Tâche 1
Dans le texte sur l’IA en entreprise, condensez le paragraphe commençant par « Avant d’accuser l’IA » en conservant ses informations principales.
Tâche 2
Reproduisez à l’identique le passage du texte sur l’IA en entreprise qui va de « L’IA est de » jusqu’à « ou réalité ? ».
Tâche 3
Prolongez le texte sur l’IA en entreprise à partir de sa dernière phrase.

Texte à lire
* * *
L’IA est de plus en plus présente dans le monde de l’entreprise et véhicule de nombreuses promesses : gain de temps, gain de coût, efficacité, limite du risque d’erreur, automatisation des tâches répétitives pour se concentrer sur les activités à forte valeur ajoutée. Mais aussi… lorsqu’on l’applique aux RH : Lutter contre la discrimination en entreprise. Fausse promesse ou réalité ?
IA : De quoi parle-t-on ?
Avant d’accuser l’IA d’être discriminante ou de lui attribuer des vertus salvatrices, il est important de savoir de quoi l’on parle. L’Intelligence Artificielle se caractérise par des algorithmes agrémentés d’une grande puissance de calcul, une quantité de données importante et une capacité d’apprendre. Il s’agit donc d’un coté de données et de l’autre de data scientist qui modélisent ces algorithmes à la base de la technologie.
* * *
Données fournies
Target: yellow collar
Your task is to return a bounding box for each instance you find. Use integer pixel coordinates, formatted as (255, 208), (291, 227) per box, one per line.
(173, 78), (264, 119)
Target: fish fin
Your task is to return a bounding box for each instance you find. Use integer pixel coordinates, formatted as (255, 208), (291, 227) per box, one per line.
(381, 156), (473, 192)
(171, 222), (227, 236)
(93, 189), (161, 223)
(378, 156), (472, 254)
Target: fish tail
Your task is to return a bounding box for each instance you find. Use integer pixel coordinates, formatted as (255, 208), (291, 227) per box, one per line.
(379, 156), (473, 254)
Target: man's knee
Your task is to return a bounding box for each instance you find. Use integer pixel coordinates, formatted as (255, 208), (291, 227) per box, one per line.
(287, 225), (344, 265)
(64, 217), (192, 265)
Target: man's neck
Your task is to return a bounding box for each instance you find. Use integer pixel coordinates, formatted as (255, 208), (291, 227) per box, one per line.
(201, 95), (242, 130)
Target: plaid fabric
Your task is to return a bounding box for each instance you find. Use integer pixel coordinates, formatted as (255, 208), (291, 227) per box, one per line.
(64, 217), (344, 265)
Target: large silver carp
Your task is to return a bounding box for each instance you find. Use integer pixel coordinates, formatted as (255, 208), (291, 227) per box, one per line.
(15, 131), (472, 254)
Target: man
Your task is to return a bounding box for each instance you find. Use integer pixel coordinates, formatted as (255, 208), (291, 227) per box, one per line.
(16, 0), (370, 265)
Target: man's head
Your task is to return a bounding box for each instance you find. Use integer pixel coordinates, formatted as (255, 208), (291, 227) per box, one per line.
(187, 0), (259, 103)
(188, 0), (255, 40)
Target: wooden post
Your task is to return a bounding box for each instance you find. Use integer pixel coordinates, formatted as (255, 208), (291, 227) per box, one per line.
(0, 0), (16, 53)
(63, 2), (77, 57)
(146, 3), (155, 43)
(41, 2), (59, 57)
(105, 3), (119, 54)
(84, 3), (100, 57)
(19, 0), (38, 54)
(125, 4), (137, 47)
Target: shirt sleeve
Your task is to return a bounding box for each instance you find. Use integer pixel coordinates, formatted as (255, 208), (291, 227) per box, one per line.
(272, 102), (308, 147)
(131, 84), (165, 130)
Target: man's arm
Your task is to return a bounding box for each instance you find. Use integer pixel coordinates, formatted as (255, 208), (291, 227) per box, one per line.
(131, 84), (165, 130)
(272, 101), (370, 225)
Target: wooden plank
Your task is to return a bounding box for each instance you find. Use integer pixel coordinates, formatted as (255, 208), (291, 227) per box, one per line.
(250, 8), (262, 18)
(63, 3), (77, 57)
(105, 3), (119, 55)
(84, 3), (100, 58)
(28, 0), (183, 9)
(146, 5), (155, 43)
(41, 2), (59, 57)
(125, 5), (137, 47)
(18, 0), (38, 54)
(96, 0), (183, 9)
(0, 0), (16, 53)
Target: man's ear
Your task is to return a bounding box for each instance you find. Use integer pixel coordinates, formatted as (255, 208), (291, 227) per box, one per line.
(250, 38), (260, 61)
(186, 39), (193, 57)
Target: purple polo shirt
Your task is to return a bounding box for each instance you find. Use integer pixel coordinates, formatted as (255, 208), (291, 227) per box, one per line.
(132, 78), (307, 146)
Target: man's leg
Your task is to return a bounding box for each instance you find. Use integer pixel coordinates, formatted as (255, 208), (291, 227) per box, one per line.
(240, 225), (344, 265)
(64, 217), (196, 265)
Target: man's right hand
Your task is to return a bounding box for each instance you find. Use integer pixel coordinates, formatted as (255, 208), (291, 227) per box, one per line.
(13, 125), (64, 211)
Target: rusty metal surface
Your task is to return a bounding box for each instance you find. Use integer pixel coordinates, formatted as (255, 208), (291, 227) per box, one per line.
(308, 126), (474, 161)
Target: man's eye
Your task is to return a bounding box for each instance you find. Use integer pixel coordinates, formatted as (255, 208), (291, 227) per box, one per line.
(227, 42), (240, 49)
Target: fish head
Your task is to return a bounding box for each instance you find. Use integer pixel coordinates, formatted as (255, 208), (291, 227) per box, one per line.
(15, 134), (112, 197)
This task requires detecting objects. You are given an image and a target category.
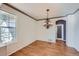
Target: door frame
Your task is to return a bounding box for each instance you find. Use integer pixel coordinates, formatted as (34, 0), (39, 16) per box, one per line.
(56, 24), (64, 41)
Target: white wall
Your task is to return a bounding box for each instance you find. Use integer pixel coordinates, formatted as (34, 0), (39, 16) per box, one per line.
(67, 12), (79, 51)
(0, 5), (36, 55)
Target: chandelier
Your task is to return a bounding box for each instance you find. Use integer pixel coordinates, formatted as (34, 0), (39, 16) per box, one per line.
(44, 9), (52, 29)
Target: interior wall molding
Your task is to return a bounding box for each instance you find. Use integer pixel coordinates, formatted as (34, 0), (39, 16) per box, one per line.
(3, 3), (79, 21)
(38, 8), (79, 21)
(3, 3), (37, 21)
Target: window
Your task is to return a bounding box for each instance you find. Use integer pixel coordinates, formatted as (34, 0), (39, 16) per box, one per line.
(0, 10), (16, 43)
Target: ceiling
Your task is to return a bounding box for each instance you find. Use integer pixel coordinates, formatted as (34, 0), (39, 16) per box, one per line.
(9, 3), (79, 19)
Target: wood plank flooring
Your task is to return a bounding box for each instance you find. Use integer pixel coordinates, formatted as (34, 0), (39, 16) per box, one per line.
(11, 40), (79, 56)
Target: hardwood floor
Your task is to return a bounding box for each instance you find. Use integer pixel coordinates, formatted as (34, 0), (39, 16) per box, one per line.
(11, 40), (79, 56)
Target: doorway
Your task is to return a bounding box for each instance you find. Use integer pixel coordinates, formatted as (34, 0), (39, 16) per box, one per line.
(56, 20), (66, 43)
(57, 24), (64, 40)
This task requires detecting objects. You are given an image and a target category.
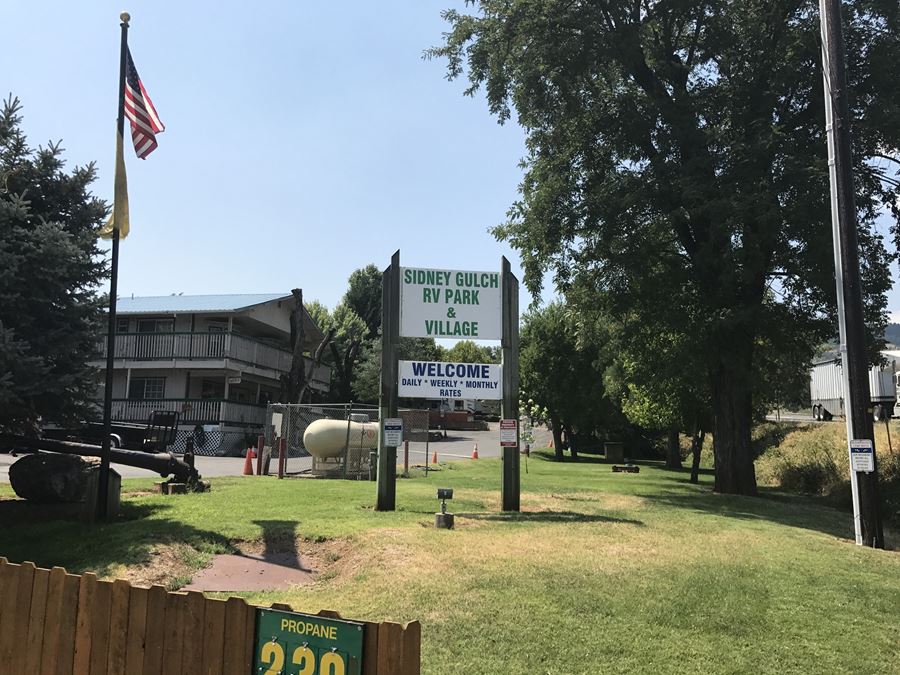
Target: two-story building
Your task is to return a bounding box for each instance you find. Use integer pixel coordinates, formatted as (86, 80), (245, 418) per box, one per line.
(93, 293), (331, 454)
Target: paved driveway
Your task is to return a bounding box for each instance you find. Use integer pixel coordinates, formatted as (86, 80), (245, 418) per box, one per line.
(0, 423), (550, 483)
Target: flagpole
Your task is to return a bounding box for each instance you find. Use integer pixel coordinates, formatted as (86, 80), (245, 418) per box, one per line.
(97, 12), (131, 521)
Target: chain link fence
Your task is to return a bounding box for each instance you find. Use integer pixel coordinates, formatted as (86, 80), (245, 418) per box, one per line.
(169, 424), (258, 457)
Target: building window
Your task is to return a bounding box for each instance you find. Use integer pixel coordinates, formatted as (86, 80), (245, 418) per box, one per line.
(138, 319), (175, 333)
(128, 377), (166, 401)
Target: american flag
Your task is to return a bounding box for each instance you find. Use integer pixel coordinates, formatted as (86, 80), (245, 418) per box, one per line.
(125, 49), (166, 159)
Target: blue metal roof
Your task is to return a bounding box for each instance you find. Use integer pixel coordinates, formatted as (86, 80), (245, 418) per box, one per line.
(116, 293), (291, 314)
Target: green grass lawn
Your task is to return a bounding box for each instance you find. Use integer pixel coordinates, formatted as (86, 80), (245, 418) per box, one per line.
(0, 455), (900, 674)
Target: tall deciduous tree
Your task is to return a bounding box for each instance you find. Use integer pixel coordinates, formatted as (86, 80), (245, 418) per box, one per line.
(0, 97), (106, 430)
(431, 0), (900, 494)
(519, 303), (623, 459)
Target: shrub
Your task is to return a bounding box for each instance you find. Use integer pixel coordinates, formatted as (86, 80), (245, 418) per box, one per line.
(754, 422), (900, 524)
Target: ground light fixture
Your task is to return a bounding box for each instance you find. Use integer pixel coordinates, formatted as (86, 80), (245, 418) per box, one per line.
(434, 488), (453, 530)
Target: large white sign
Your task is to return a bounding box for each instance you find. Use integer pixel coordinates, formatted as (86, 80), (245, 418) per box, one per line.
(384, 417), (403, 448)
(397, 361), (502, 401)
(850, 438), (875, 473)
(400, 267), (503, 340)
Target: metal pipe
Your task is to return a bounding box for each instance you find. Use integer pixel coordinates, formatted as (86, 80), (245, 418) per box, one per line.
(0, 434), (200, 483)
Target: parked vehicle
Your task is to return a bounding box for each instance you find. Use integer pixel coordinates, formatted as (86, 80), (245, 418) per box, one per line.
(809, 351), (900, 421)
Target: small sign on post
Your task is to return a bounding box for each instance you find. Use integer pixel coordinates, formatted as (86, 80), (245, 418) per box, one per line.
(850, 438), (875, 473)
(253, 608), (363, 675)
(500, 420), (519, 448)
(384, 417), (403, 448)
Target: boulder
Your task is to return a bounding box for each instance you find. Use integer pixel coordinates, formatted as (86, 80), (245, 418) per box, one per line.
(9, 452), (100, 504)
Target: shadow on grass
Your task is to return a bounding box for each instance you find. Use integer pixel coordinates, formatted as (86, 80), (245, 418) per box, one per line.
(638, 488), (853, 539)
(656, 470), (716, 485)
(0, 499), (238, 576)
(456, 511), (644, 527)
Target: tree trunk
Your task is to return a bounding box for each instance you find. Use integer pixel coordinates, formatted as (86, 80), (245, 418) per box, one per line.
(550, 416), (566, 462)
(691, 427), (706, 483)
(666, 429), (681, 469)
(710, 344), (756, 495)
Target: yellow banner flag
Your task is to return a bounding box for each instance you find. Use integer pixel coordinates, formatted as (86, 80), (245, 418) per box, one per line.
(99, 134), (130, 239)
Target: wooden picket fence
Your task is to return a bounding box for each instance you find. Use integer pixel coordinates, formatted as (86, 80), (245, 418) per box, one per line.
(0, 558), (421, 675)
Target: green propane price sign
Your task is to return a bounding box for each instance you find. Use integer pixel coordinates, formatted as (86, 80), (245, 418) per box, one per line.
(252, 609), (363, 675)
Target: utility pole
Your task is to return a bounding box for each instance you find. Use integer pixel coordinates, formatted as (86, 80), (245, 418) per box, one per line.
(819, 0), (884, 548)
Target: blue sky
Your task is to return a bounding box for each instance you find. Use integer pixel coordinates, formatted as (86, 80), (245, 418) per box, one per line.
(2, 0), (900, 322)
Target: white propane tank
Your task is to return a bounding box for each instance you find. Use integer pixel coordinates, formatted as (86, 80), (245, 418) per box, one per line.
(303, 420), (378, 459)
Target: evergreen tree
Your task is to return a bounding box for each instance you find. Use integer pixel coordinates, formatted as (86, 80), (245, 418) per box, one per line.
(430, 0), (900, 494)
(0, 97), (107, 431)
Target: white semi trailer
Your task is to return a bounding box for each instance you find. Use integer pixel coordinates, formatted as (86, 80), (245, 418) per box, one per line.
(809, 351), (900, 420)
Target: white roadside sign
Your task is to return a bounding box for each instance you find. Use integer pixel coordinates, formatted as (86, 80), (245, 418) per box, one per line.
(400, 267), (503, 340)
(850, 438), (875, 473)
(384, 417), (403, 448)
(500, 420), (519, 448)
(397, 361), (503, 401)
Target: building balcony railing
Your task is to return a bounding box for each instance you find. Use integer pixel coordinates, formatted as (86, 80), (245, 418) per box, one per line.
* * *
Réponse rédigée 1
Avant de juger l’IA discriminante ou salvatrice, il faut savoir de quoi l’on parle. L’IA se caractérise par des algorithmes dotés d’une grande puissance de calcul, une quantité importante de données et une capacité d’apprendre. Elle repose d’un côté sur des données, de l’autre sur des data scientists qui modélisent ces algorithmes.

Réponse rédigée 2
L’IA est de plus en plus présente dans le monde de l’entreprise et véhicule de nombreuses promesses : gain de temps, gain de coût, efficacité, limite du risque d’erreur, automatisation des tâches répétitives pour se concentrer sur les activités à forte valeur ajoutée. Mais aussi… lorsqu’on l’applique aux RH : Lutter contre la discrimination en entreprise. Fausse promesse ou réalité ?

Réponse rédigée 3
Une fois créée, l’Intelligence Artificielle n’a d’intelligent que son inégalable puissance de calcul et de déduction mais certainement pas une capacité critique à questionner son cadre de référence. Ainsi, elle reproduit ce qu’elle connait, provenant des données qu’on lui a fourni. Si ces données reflètent la réalité, alors elles reflètent également les discriminations rampantes qui s’y trouvent.
Pour que l’IA soit non-discriminante, les données dont elle se nourrit ne doivent pas refléter la réalité telle qu’elle est, mais telle qu’elle devrait être. Il est alors nécessaire de faire un travail amont sur les données qui seront utilisées pour créer l’IA mais également sur les propres biais et stéréotypes des humains qui seront à l’origine de celle-ci.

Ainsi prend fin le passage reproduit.